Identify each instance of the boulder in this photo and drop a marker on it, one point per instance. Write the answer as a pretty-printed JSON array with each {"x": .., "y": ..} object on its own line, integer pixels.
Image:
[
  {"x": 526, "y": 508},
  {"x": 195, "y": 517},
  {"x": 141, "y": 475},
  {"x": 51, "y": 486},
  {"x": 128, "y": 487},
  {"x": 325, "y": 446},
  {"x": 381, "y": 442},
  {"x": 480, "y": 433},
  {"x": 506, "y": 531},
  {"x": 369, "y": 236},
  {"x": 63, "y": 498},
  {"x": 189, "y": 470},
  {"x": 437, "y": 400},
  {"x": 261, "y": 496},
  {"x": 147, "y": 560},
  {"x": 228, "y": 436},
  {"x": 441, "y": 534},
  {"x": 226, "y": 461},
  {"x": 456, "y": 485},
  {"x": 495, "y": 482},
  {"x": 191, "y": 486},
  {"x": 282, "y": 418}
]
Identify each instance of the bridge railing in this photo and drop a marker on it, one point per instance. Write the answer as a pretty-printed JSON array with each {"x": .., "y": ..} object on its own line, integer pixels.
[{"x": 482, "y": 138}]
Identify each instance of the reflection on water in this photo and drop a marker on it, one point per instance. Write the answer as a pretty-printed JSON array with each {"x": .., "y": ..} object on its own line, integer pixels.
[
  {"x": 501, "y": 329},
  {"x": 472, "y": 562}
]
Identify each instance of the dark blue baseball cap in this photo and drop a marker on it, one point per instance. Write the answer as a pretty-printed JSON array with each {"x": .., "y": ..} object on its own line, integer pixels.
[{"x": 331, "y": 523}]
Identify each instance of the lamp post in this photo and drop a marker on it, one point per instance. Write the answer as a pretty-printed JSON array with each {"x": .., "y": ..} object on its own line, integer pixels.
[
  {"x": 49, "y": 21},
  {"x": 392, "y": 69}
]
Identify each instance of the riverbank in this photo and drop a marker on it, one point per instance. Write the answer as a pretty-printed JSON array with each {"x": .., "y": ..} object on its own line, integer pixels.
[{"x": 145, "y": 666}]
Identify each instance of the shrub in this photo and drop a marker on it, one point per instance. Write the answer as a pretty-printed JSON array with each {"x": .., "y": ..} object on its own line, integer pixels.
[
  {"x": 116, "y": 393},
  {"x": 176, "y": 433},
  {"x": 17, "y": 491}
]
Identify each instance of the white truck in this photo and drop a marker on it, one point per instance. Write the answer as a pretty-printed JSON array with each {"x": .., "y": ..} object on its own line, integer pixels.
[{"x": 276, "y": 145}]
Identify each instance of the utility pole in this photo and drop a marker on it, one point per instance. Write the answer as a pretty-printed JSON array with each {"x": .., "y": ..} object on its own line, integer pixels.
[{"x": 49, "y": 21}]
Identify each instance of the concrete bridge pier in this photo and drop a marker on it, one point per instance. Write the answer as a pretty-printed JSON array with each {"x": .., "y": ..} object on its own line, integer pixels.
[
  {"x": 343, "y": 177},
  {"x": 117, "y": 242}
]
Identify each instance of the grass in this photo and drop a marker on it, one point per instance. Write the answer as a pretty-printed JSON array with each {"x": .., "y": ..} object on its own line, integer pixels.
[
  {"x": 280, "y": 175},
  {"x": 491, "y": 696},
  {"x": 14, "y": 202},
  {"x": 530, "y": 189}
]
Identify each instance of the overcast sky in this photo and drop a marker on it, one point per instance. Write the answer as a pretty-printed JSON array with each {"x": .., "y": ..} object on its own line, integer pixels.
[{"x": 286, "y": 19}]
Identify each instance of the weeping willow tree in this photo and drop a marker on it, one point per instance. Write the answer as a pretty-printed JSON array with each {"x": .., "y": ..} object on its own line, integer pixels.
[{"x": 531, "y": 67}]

▬▬▬▬▬▬▬▬▬▬

## What is being asked
Write out all of the records above word for word, keeping every line unchanged.

## Answer to this problem
Identify each instance of the boulder in this photo and drop a marker on it, one point per instance. Write the answer as a pretty-printed JSON array with each {"x": .., "y": ..} object on its own line, integer pixels.
Image:
[
  {"x": 526, "y": 508},
  {"x": 195, "y": 517},
  {"x": 141, "y": 475},
  {"x": 51, "y": 486},
  {"x": 128, "y": 487},
  {"x": 325, "y": 446},
  {"x": 381, "y": 442},
  {"x": 480, "y": 433},
  {"x": 506, "y": 531},
  {"x": 369, "y": 236},
  {"x": 63, "y": 498},
  {"x": 189, "y": 470},
  {"x": 437, "y": 400},
  {"x": 261, "y": 496},
  {"x": 147, "y": 560},
  {"x": 228, "y": 436},
  {"x": 441, "y": 534},
  {"x": 226, "y": 461},
  {"x": 456, "y": 485},
  {"x": 495, "y": 482},
  {"x": 191, "y": 486},
  {"x": 282, "y": 418}
]
Identify each instance of the bridge railing in this photo and drop a marker on it, one point per instance. Write the answer as a pretty-printed JSON array with each {"x": .., "y": ..} object on its own line, integer pixels.
[{"x": 482, "y": 138}]
Identify each instance of the reflection on water in this photo and drop a marker on it, one point per instance. Write the answer as a pretty-printed JSON array with each {"x": .., "y": ..} object on its own line, integer pixels.
[
  {"x": 501, "y": 329},
  {"x": 472, "y": 562}
]
Identify each instance of the dark blue baseball cap in this photo and drop a marker on it, one point per instance. Write the answer as a pretty-printed JSON array with each {"x": .., "y": ..} object on its own line, integer pixels.
[{"x": 331, "y": 523}]
Identify each instance of the lamp post in this photo and drop a marker on it, one point per instance. Write the answer as a pretty-printed JSON array with each {"x": .., "y": ..} object on its own line, integer pixels.
[
  {"x": 49, "y": 21},
  {"x": 392, "y": 69}
]
Identify each instance of the riverbank in this photo and drop a marker on it, one point per instance. Write the answer as a pretty-printed JSON array with each {"x": .., "y": ..} object on its own line, integer pixels.
[{"x": 145, "y": 666}]
Identify each instance of the shrub in this photo and drop a marker on it, one point per instance. Write the answer as a pretty-printed JSON array with each {"x": .., "y": ..} object on its own line, integer pixels.
[
  {"x": 116, "y": 393},
  {"x": 176, "y": 433},
  {"x": 17, "y": 491}
]
Identify each instance of the white truck in this photo and drop a marker on it, one point per instance. Write the answer as a pretty-printed JSON array with each {"x": .., "y": ..} object on its own line, integer pixels.
[{"x": 276, "y": 145}]
Identify each instance of the utility pole in this photo and drop a marker on it, one point per instance. Write the answer as a pretty-printed JSON array with each {"x": .., "y": ..} object on its own line, integer pixels.
[{"x": 49, "y": 21}]
Identify each instance of the concrete bridge pier in this photo and drop a marker on it, one point per instance. Write the answer as a pretty-printed JSON array with each {"x": .., "y": ..} object on its own line, integer pixels.
[
  {"x": 343, "y": 177},
  {"x": 117, "y": 242}
]
Identify each instance of the grass in this photo and drop a marker on it, one point per instance. Write the answer as a pretty-printed JSON array with each {"x": .., "y": ..} object on its own line, integer pixels.
[
  {"x": 280, "y": 175},
  {"x": 491, "y": 696},
  {"x": 14, "y": 202},
  {"x": 530, "y": 189}
]
Identify each instance of the overcast sky in this photo and drop a marker on it, one point per instance. Write the answer as a pretty-printed JSON array with each {"x": .., "y": ..} object on its own line, integer pixels.
[{"x": 286, "y": 19}]
Identify each instance of the weeping willow tree in this photo and drop a marker on it, one point per instance. Write the answer as a pretty-printed JSON array with each {"x": .., "y": ..} object on its own line, integer pixels.
[{"x": 531, "y": 67}]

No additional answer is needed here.